(Gestellte Aufgabe):
Gib alle Zeilen der folgenden Datensätze samt den Aufforderungen erneut aus und verschiebe dabei jede Koordinate der Polygonpunkte in den Antworten um -133, während die Zahlen in den Aufforderungen und deren Formatbeispielen unverändert bleiben. Lass die Bilder in deiner Ausgabe weg.
+===+
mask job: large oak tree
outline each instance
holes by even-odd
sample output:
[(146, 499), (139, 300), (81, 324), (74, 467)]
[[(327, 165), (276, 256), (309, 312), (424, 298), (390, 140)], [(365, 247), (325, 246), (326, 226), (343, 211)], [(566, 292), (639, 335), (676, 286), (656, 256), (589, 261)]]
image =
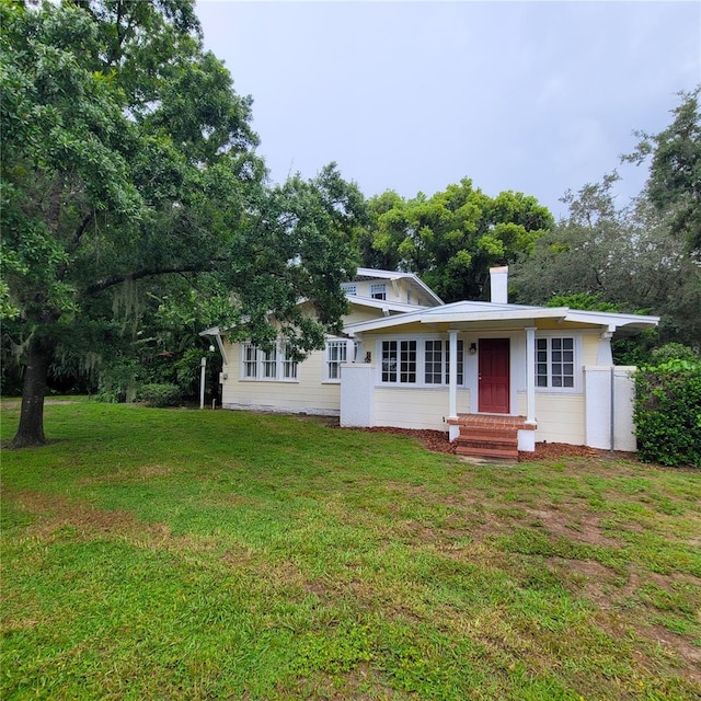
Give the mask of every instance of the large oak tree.
[[(363, 202), (335, 168), (276, 188), (193, 0), (0, 2), (1, 311), (25, 365), (14, 446), (45, 440), (57, 352), (93, 352), (164, 276), (212, 276), (227, 319), (321, 344)], [(118, 295), (115, 297), (115, 290)], [(317, 314), (300, 314), (309, 299)], [(222, 306), (223, 309), (223, 306)]]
+===+
(Vollständige Antwort):
mask job: large oak tree
outline each instance
holes by even-odd
sample output:
[(146, 499), (139, 300), (81, 324), (74, 467)]
[[(327, 165), (276, 256), (309, 312), (424, 298), (390, 140)], [(365, 247), (325, 246), (326, 226), (343, 211)], [(566, 292), (639, 335), (676, 286), (656, 256), (589, 261)]]
image =
Give the mask of every instance of the large oak tree.
[[(230, 69), (202, 35), (143, 55), (60, -133), (-133, -131), (-132, 178), (-108, 232), (-119, 313), (-88, 307), (-76, 219), (-40, 219), (31, 143), (79, 143), (94, 186), (188, 211)], [(-15, 162), (-18, 164), (-18, 157)], [(184, 181), (167, 181), (176, 166)], [(89, 173), (90, 176), (90, 173)]]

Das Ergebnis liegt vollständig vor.